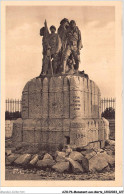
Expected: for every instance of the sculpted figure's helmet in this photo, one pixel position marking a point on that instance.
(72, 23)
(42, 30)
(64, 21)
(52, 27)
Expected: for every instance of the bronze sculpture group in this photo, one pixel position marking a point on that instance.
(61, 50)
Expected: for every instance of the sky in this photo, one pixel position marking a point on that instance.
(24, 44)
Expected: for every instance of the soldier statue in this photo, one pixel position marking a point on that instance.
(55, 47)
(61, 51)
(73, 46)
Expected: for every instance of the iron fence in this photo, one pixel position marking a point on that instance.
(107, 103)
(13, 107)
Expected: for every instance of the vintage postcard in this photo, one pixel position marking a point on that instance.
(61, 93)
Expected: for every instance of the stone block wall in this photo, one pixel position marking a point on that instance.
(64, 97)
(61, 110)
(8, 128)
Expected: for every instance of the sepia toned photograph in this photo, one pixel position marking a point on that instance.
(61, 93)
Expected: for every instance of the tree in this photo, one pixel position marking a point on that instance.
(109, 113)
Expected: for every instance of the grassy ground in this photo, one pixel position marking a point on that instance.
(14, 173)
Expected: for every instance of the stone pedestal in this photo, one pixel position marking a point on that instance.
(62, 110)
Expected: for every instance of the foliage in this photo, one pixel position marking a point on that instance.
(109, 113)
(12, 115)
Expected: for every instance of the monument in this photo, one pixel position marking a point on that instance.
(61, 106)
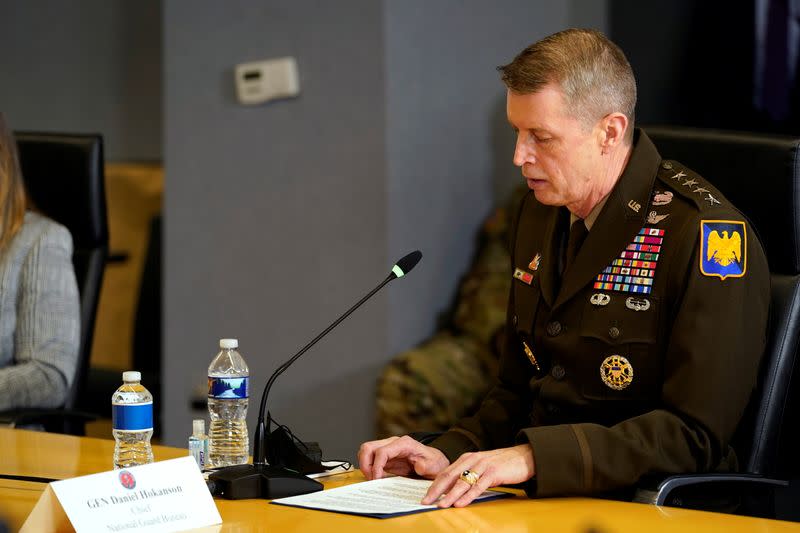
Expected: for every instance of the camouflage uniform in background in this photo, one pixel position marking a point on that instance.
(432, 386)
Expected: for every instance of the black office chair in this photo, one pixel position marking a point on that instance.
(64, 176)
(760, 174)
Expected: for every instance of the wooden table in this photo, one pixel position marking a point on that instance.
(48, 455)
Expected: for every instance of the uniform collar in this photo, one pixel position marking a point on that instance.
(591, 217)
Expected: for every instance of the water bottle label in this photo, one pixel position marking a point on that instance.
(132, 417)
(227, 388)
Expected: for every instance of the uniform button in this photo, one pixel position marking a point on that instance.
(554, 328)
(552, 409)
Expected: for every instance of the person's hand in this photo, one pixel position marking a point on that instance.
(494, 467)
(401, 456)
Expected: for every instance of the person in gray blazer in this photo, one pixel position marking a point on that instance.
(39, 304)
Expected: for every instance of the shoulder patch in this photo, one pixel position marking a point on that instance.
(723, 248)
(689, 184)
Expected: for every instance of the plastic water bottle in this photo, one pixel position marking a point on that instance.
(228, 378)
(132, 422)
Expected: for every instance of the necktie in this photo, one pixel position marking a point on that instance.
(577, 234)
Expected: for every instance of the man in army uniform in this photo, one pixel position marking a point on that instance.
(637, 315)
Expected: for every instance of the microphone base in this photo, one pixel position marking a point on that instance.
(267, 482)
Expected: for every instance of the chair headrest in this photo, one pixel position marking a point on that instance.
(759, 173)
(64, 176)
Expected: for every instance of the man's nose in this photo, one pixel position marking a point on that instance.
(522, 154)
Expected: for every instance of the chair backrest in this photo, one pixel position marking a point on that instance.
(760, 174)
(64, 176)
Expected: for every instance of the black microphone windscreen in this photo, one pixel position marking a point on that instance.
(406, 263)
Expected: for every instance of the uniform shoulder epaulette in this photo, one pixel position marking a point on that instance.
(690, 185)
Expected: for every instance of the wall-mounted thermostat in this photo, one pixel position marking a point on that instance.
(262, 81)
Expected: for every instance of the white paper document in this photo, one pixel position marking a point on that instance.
------------------------------------------------------------------------
= SET PROBLEM =
Omit the pictures, then quote the rest of the material above exactly.

= RESULT OF THE TASK =
Expected: for every instance of the sculpted figure's helmet in this photo, one pixel position marking a point on that instance.
(72, 23)
(42, 30)
(64, 21)
(52, 27)
Expected: for every instance of the bronze sculpture group in this photo, one pixel position marking a point on that instance.
(61, 50)
Expected: for every instance of the sky in this photo, one pixel position marking a point on that instance.
(24, 44)
Expected: for every instance of the soldier statue in this photo, one pixel position marking a point on that instance.
(55, 47)
(61, 51)
(73, 46)
Expected: for every instance of the iron fence in this photo, one pixel position marking a point on that instance.
(107, 103)
(13, 107)
Expected: for every instance of the vintage postcard in this photo, one pixel position marking a point on that instance.
(61, 93)
Expected: for every instance of the stone block wall in this photo, one pixel position marking a point on that instance.
(64, 97)
(61, 110)
(8, 128)
Expected: for every instance of the sepia toned photograph in this photo, one pixel position marking a point on that instance.
(61, 93)
Expected: for every instance of the tree in this photo, one pixel position marking a point on that instance.
(109, 113)
Expected: for every instance of the grassy ground in this photo, one pixel position marking a point on that instance.
(14, 173)
Expected: for every instance of the stone pedestal in this photo, one pixel position marking a point on that instance.
(62, 110)
Expected: for every instance of the foliage in this photo, one pixel position marking a point on that instance.
(109, 113)
(12, 115)
Expected: for every instance of the monument in this photo, one pixel position marking a point on that instance.
(61, 106)
Expected: for every instance of the camouflage uniform in background in this photo, one pixel position marking a point on that instance.
(432, 386)
Expected: for every instance of the black office chair in this photo, one pixel position marking a point on that instance.
(64, 176)
(760, 174)
Expected: for every instance of the wooden table in this photo, one pixel position marking a point on that instance.
(48, 455)
Expected: for every instance of the uniform collar in this photo, one pixel position marking a point on that instance.
(591, 217)
Expected: for every instance of the water bottle label in this photo, one pixel position marking a point on that instance.
(132, 417)
(227, 388)
Expected: for every instance of the uniform button in this photo, one pixel position marking a point on that instance.
(554, 328)
(552, 409)
Expected: for every instance of the person's hand in this photo, one pixel position marking a point on that instance.
(494, 467)
(401, 456)
Expected: for every instance of the person in gray blazer in this photo, one pixel position marking a point on that instance.
(39, 304)
Expected: for every instance of the shoulder patch in this photo, one pixel position marking a point on that instance.
(723, 248)
(689, 184)
Expected: for every instance of the plastic water bottle in this photo, one pixel position marking a point on that instance.
(228, 378)
(132, 422)
Expected: for every instance of the necktie in this photo, one pixel position marking a point on that instance.
(577, 234)
Expected: for every instance of the man in army uniform in this photo, one pixel position marking a point on that instance.
(637, 315)
Expected: for every instance of the microphone base in this photo, one pixel position marking a point on that instance.
(267, 482)
Expected: for every instance of the chair headrest in this photo, one pixel position marking a point on that instance.
(759, 173)
(64, 176)
Expected: for every instance of the man's nose in this photo, one pixel position marking a point on that instance.
(522, 154)
Expected: for every instance of the chair backrest in this photo, one pixel position marking a point on that instance.
(760, 174)
(64, 176)
Expected: for every instance of the black microphone windscreen in this photo, one pixel position marking a point on that instance.
(406, 263)
Expected: for every instance of the uniform shoulder epaulette in this photo, one pixel position marking a point on that instance.
(690, 185)
Expected: for every instance of the wall-mounted thermostat in this photo, one pixel position marking a point on that instance.
(262, 81)
Expected: for every instance of the white paper document in this photo, one pixel position marking a point on that instance.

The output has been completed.